§ **Passage**:
* * * *

So I was in college.
In theory, this is a safe space where I could be honest.
In reality I covered it all up
Though I told one or two of my friends what was really going on for me.

When the tutor asked us one by one 
' Quick, what is your greatest fear?'
I just said 'maths' and pulled a face.

Further round the class, others said, 'loosing their children'

I thought then, how good I am at pulling down the blast shutters and keeping the explosions inside myself...

At dinner time I returned home.
The doctor was pleased with Service User.
The Mindfulness lady will continue to visit.
And could Service User take his Citalopram in the morning because it would be more effective?
And
"If Service User continues to take his meds, he can have a CT scan..."

I could almost hear the doctor chucking to himself about how putting the fear about sectioning into a Service User, had made 'such an improvement in his behavior...'

And I get it.
I really do!

If I was the doctor I would feel so frustrated that my patient wasn't helping himself...

But the truth is, we (my husband and I) are caught up in this.
It is real for us..

You have implied that you could take our son away.

This has been the worst thing I've faced so far, worse than any of Josh's distress. Worse than dealing with his flat, his degree. Worse than the miserable face of the receptionist at the GPs that makes me feel that I should apologize for breathing.

From Friday last week until yesterday dinner time I was facing having my son taken away to a place he didn't want to go, to be made to take medication he thought would kill him.

Now because of the threat, because of his fear of sectioning, because of our revulsion of this use of threat - we are descending to the same level!

All we could do was shout at him to take the pill.

And this morning, as I made breakfast, I gave Josh his tablet.
I watched as he slyly pretended to take it - and put it in his pocket...

And then I cracked
I completely lost my temper and yelled at him.
I'm in fear, I'm in despair.

So I came here to write.

Yesterday was too much
It is the feeling of dishonesty, or games that gets me.
Not my son's games...

Josh is in a different reality

But the psychiatrist, isn't truthful either.
It started with the charade about bringing another doctor, a medical doctor to see Josh.

Certainly a second 'doctor' arrived - wearing a stethoscope - but he didn't examine Josh, or even talk to him.

So now, is this another lie about sectioning?

We have no choice but to take it seriously, and feel again and again how powerless we are, and how dehumanizing this process as led by the home visit team, actually is.

* * * *

§ **Instructions**:
1. Condense the paragraph of the passage that begins "This has been the worst thing I've faced so far" into a short list, keeping its main facts.
2. Write out the stretch of the passage from "And could Service" through "And I get it.".
3. In the passage, what answer did the writer give when the tutor asked for their greatest fear?
The data items that come next are separate material and not part of the passage.

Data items

* * * *

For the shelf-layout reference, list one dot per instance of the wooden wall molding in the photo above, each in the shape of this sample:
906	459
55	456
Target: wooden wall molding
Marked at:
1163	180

* * * *

§ **Answers by item**:
1.
The writer calls this the worst thing faced so far. It is worse than:
- any of Josh's distress
- dealing with his flat and his degree
- the miserable face of the receptionist at the GP's, which makes the writer feel they should apologize for breathing

2.
And could Service User take his Citalopram in the morning because it would be more effective?
And
"If Service User continues to take his meds, he can have a CT scan..."

I could almost hear the doctor chucking to himself about how putting the fear about sectioning into a Service User, had made 'such an improvement in his behavior...'

And I get it.

3. The writer said "maths" and pulled a face.